__Natural language region descriptions__:
----------------
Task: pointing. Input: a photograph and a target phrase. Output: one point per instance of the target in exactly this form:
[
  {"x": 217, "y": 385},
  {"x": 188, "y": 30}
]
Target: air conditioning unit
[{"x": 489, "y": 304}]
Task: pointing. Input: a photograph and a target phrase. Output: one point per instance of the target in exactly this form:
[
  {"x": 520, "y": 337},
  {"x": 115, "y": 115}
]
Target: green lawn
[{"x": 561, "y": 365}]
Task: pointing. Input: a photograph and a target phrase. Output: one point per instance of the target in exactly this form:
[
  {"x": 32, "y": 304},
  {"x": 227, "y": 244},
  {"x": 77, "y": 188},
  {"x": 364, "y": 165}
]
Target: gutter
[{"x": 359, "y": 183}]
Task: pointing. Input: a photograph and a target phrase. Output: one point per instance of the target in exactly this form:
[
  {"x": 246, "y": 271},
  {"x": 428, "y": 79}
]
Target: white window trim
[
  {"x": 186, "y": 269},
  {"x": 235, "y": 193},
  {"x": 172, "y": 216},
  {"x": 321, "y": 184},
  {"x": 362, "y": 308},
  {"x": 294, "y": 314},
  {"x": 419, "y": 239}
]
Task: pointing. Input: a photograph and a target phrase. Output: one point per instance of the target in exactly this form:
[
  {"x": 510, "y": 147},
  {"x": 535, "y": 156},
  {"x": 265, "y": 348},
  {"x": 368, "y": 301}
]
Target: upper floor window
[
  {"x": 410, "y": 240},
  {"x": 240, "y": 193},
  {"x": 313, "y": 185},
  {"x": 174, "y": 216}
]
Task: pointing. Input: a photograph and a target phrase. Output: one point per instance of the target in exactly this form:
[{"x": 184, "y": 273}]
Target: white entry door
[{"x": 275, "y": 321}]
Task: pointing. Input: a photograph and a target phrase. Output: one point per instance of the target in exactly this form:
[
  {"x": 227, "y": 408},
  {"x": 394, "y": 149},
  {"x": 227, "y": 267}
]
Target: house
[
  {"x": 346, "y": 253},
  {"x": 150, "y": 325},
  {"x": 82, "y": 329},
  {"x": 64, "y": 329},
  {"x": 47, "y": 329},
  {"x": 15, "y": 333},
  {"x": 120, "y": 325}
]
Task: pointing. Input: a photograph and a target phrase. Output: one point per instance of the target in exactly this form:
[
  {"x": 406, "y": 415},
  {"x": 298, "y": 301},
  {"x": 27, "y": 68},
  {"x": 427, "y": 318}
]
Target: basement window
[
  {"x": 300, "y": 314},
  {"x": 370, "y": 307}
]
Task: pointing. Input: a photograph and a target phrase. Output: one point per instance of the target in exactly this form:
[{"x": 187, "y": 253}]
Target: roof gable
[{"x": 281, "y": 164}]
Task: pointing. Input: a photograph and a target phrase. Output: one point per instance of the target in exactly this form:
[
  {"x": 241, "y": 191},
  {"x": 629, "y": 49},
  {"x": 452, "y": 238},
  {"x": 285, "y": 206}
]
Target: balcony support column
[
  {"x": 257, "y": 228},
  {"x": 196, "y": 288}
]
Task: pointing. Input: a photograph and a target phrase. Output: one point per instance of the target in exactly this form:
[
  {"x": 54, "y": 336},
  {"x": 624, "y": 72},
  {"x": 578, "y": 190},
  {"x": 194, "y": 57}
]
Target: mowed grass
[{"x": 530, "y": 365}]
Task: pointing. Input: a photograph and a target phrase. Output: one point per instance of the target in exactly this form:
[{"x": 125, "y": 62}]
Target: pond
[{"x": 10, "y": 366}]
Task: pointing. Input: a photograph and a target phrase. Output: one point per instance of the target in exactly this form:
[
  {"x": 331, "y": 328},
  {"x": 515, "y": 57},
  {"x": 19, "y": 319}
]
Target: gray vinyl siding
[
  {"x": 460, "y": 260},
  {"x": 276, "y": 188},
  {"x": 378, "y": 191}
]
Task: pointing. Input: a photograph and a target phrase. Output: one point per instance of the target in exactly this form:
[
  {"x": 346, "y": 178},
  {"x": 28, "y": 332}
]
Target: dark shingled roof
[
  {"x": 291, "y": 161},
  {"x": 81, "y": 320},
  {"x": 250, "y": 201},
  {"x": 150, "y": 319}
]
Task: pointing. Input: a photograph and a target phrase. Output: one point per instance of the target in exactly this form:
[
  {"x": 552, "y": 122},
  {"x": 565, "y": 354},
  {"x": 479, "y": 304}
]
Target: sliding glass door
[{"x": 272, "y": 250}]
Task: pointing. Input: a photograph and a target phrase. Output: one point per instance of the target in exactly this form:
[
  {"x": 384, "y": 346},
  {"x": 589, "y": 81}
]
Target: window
----------------
__Directions for this task__: This exercise calls for repeating every line of the data exactly.

__Result__:
Task: pointing. Input: a photograph and a target phrase. Output: one point per instance of the target in exactly this form:
[
  {"x": 217, "y": 385},
  {"x": 188, "y": 30}
]
Target: air conditioning unit
[{"x": 489, "y": 304}]
Task: pointing. Input: a photograph and a target phrase. Output: one point per instance of the target in exactly this form:
[
  {"x": 520, "y": 337},
  {"x": 115, "y": 115}
]
Target: green lawn
[{"x": 561, "y": 365}]
Task: pointing. Input: a photograph and a target phrase. Output: one point per instance of the target in exactly this form:
[
  {"x": 32, "y": 304},
  {"x": 227, "y": 244},
  {"x": 77, "y": 188},
  {"x": 364, "y": 165}
]
Target: gutter
[{"x": 359, "y": 183}]
Task: pointing. Input: a photograph and a target phrase. Output: one point per instance of the target in exactly this form:
[
  {"x": 246, "y": 271},
  {"x": 428, "y": 79}
]
Target: white window trim
[
  {"x": 186, "y": 269},
  {"x": 235, "y": 193},
  {"x": 172, "y": 216},
  {"x": 321, "y": 184},
  {"x": 362, "y": 308},
  {"x": 294, "y": 314},
  {"x": 419, "y": 239}
]
Task: pointing. Input: a photograph and a target phrase. Output: one point per instance of the target in exactly this form:
[
  {"x": 510, "y": 147},
  {"x": 535, "y": 156},
  {"x": 265, "y": 348},
  {"x": 368, "y": 301}
]
Target: upper floor window
[
  {"x": 410, "y": 240},
  {"x": 240, "y": 193},
  {"x": 313, "y": 185},
  {"x": 174, "y": 216}
]
Task: pointing. Input: a photograph and a target phrase. Output: one point per instance of the target in exactly this form:
[{"x": 184, "y": 273}]
Target: white entry door
[{"x": 275, "y": 321}]
Task: pointing. Input: a photograph and a target phrase. Output: one point per instance of the target in exactly this form:
[
  {"x": 227, "y": 408},
  {"x": 394, "y": 149},
  {"x": 227, "y": 267}
]
Target: house
[
  {"x": 346, "y": 253},
  {"x": 150, "y": 325},
  {"x": 82, "y": 329},
  {"x": 64, "y": 329},
  {"x": 47, "y": 329},
  {"x": 15, "y": 333},
  {"x": 120, "y": 325}
]
Task: pointing. Input: a photograph and a target phrase. Output: one point per instance of the target in exactly this form:
[
  {"x": 406, "y": 415},
  {"x": 298, "y": 301},
  {"x": 27, "y": 68},
  {"x": 427, "y": 318}
]
Target: basement window
[
  {"x": 300, "y": 314},
  {"x": 370, "y": 307}
]
Task: pointing. Input: a photograph and a target phrase. Output: one point per instance of the target in exactly this form:
[{"x": 187, "y": 253}]
Target: roof gable
[{"x": 281, "y": 164}]
Task: pointing. Input: a photograph and a target phrase. Output: one point per instance of the target in exactly this form:
[
  {"x": 241, "y": 191},
  {"x": 629, "y": 49},
  {"x": 452, "y": 238},
  {"x": 285, "y": 206}
]
Target: balcony support column
[
  {"x": 257, "y": 228},
  {"x": 196, "y": 288}
]
Task: pointing. Input: a photograph and a target phrase. Output: one point per instance of the target in exactly this form:
[
  {"x": 54, "y": 336},
  {"x": 624, "y": 72},
  {"x": 578, "y": 190},
  {"x": 194, "y": 57}
]
Target: mowed grass
[{"x": 530, "y": 365}]
Task: pointing. Input: a photograph and a target phrase. Output: one point per instance of the target in exactly this form:
[{"x": 125, "y": 62}]
Target: pond
[{"x": 10, "y": 366}]
Task: pointing. Input: a photograph and a target phrase. Output: one point per instance of the target in exactly this form:
[
  {"x": 331, "y": 328},
  {"x": 515, "y": 57},
  {"x": 19, "y": 319}
]
Target: gray vinyl siding
[
  {"x": 460, "y": 260},
  {"x": 276, "y": 188},
  {"x": 378, "y": 191}
]
Task: pointing. Input: a photograph and a target phrase. Output: one point per instance of the target in exactly this form:
[
  {"x": 346, "y": 178},
  {"x": 28, "y": 332}
]
Target: dark shingled roof
[
  {"x": 291, "y": 161},
  {"x": 81, "y": 320},
  {"x": 250, "y": 201},
  {"x": 150, "y": 319}
]
Task: pointing. Input: a photograph and a target phrase. Output: one point per instance of the target in exactly this form:
[
  {"x": 552, "y": 122},
  {"x": 565, "y": 354},
  {"x": 479, "y": 304}
]
Target: sliding glass door
[{"x": 272, "y": 250}]
Task: pointing. Input: a photograph and a target phrase. Output: one point per instance of the target in exactly this form:
[
  {"x": 384, "y": 346},
  {"x": 589, "y": 81}
]
Target: window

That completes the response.